__What you are asked to do__. Update everything from the line containing "the brick pile?" down to the line containing "[[[485,215],[485,183],[425,183],[426,214]]]" by replacing "brick pile" with "stack of bricks" and leaving all else unchanged. Return only those lines.

__Given data__.
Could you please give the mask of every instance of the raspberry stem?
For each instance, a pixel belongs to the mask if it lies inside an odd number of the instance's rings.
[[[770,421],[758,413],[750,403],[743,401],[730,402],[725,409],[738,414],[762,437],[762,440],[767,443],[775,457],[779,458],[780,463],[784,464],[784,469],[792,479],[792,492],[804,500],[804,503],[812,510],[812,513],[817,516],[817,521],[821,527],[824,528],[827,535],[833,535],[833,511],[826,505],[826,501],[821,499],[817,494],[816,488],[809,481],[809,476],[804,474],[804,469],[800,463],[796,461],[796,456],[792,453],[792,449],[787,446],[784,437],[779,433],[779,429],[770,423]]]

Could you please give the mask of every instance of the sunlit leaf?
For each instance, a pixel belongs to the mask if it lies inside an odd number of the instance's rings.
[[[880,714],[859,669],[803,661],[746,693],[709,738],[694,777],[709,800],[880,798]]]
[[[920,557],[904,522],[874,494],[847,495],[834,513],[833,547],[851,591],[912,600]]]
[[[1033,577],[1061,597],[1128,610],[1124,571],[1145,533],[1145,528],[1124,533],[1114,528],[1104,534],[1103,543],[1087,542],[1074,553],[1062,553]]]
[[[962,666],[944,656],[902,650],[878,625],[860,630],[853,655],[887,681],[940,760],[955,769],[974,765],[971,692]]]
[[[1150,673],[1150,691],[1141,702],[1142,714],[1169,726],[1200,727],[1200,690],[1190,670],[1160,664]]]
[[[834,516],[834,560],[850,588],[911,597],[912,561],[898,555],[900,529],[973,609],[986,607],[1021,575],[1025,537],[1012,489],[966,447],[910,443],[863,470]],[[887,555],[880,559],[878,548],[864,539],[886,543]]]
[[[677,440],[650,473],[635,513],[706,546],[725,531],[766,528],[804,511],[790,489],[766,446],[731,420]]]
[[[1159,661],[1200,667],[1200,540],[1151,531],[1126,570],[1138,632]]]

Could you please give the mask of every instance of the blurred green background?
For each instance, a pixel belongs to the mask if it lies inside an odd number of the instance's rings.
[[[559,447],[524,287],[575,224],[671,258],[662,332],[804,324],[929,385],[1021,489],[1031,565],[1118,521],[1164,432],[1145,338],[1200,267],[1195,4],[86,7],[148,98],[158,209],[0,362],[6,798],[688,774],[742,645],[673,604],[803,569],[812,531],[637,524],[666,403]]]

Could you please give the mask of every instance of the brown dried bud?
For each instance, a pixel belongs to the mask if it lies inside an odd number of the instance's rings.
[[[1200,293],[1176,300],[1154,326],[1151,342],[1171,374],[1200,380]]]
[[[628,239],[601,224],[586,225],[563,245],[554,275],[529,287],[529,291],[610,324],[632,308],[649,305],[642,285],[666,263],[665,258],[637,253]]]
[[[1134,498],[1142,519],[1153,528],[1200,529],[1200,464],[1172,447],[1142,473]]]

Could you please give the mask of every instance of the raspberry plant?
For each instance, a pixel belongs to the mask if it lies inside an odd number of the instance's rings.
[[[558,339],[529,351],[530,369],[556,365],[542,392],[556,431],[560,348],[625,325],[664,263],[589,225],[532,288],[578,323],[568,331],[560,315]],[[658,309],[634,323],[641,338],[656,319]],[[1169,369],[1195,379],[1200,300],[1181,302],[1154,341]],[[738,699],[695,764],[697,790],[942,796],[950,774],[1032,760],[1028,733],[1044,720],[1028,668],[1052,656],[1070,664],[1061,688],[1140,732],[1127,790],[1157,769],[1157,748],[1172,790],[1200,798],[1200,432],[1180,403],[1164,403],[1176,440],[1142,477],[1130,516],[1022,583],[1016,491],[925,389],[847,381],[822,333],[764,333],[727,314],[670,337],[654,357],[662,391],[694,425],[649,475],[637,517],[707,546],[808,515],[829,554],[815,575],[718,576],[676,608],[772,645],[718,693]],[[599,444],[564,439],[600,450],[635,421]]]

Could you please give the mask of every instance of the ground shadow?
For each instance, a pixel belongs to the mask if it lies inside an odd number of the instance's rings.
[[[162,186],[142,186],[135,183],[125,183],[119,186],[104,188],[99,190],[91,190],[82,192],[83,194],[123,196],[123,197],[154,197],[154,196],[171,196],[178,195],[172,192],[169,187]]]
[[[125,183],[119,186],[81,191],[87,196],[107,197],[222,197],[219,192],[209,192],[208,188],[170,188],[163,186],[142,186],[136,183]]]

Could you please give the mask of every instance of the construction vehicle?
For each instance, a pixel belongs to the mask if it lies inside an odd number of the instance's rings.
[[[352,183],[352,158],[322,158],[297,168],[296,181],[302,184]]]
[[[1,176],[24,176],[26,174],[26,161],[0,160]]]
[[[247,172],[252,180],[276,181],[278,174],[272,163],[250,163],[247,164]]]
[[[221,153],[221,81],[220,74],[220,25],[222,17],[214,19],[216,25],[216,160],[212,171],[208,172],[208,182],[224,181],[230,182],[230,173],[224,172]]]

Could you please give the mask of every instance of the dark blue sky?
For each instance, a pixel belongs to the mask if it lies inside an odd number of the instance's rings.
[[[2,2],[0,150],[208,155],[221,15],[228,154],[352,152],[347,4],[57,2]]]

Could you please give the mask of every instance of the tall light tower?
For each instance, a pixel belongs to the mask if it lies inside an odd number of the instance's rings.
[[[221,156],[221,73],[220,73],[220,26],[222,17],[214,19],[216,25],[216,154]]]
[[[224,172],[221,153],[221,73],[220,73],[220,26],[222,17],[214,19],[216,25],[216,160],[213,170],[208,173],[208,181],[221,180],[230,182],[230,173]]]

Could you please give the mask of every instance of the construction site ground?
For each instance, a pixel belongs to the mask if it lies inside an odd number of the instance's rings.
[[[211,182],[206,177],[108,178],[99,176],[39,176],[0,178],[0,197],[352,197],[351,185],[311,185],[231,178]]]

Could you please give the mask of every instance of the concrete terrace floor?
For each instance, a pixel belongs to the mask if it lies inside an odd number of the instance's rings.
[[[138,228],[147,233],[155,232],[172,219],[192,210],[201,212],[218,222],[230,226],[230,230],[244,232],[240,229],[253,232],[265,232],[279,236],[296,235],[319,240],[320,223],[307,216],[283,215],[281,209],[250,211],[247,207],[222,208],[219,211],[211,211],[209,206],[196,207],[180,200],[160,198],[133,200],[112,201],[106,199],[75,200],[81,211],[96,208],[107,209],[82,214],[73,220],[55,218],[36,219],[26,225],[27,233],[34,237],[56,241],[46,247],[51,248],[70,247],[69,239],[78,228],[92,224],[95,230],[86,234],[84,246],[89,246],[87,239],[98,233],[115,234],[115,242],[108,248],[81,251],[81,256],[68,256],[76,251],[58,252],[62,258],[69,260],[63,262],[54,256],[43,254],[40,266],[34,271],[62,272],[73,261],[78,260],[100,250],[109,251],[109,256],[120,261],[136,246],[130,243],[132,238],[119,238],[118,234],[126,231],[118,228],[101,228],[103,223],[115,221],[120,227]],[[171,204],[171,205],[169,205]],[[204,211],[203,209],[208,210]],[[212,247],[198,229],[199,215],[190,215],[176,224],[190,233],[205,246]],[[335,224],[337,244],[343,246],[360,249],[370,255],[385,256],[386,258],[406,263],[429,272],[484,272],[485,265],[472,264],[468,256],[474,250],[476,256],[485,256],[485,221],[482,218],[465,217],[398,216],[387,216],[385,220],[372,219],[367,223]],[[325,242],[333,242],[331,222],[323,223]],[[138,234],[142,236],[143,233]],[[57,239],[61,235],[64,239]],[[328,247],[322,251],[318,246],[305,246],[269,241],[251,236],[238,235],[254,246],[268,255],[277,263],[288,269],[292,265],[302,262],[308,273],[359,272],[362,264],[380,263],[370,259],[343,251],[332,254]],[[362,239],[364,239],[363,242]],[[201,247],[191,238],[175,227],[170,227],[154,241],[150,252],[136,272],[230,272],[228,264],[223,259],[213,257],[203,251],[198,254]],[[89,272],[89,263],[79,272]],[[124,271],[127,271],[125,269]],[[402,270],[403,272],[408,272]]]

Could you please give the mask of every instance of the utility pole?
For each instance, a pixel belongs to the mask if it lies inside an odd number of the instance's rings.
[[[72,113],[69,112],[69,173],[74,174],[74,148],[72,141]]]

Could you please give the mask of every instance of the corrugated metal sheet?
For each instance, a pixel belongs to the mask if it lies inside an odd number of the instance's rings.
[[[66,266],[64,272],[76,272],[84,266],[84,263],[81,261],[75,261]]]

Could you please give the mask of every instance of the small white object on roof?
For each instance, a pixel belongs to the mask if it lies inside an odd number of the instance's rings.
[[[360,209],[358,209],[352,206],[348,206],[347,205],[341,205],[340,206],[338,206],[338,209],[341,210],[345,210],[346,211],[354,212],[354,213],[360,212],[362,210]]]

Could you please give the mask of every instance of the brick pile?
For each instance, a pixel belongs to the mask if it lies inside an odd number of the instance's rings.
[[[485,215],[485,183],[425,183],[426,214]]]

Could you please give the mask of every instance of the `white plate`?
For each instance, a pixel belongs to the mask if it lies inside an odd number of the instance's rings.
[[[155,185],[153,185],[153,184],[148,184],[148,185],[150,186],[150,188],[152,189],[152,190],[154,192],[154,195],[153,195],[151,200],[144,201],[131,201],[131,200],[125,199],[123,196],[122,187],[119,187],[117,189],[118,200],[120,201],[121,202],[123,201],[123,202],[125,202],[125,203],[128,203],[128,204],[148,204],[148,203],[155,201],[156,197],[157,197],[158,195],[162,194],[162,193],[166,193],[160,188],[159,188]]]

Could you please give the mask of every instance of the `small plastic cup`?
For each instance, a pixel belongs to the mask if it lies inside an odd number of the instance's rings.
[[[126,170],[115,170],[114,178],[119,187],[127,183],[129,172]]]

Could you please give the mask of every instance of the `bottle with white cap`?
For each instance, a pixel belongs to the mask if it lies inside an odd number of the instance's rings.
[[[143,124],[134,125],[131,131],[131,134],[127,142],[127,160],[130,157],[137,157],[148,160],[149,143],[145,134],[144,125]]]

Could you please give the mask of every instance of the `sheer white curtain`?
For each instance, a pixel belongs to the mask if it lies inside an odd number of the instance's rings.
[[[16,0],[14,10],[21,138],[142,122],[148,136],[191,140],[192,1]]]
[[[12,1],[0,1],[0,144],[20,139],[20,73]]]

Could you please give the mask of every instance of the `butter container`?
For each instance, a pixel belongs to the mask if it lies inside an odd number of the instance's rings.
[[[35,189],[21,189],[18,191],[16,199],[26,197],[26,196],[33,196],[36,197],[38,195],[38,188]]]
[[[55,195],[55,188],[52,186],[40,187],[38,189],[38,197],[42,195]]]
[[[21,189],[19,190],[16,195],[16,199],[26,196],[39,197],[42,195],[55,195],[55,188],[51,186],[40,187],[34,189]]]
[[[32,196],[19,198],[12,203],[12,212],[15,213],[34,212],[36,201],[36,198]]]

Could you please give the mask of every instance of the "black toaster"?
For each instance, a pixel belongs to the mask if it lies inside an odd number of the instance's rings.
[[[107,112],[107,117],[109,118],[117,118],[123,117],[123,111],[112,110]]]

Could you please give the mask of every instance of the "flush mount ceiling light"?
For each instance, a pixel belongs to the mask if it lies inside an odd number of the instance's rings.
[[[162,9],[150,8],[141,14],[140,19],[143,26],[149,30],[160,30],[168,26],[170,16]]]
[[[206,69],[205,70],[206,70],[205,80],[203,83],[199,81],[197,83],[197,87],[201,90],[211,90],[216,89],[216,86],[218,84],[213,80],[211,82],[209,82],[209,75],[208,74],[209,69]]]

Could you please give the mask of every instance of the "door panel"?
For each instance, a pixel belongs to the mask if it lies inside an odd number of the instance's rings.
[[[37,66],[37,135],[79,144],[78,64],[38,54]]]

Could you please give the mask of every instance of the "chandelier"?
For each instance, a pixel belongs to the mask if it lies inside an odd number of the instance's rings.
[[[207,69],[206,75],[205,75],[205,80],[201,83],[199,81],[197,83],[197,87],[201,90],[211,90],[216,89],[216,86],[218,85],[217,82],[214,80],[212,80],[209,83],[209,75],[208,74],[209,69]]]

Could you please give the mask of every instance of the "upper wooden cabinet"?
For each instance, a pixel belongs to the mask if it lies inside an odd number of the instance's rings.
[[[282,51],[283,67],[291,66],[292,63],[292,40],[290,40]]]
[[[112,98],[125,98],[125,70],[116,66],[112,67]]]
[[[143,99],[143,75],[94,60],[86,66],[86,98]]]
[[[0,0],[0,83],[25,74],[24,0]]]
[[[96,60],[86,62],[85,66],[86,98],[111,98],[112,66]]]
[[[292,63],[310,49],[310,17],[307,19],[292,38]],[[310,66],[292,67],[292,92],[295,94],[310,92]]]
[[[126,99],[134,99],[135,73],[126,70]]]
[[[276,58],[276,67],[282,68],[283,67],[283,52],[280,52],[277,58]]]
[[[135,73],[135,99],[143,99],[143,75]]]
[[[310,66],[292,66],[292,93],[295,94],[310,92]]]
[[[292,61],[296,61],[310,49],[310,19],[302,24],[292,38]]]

__Right answer__.
Could you please give the mask of every instance of the stack of bricks?
For each instance, a pixel belongs to the mask if it lies inside an odd number of the instance's rings.
[[[485,215],[485,183],[425,183],[426,214]]]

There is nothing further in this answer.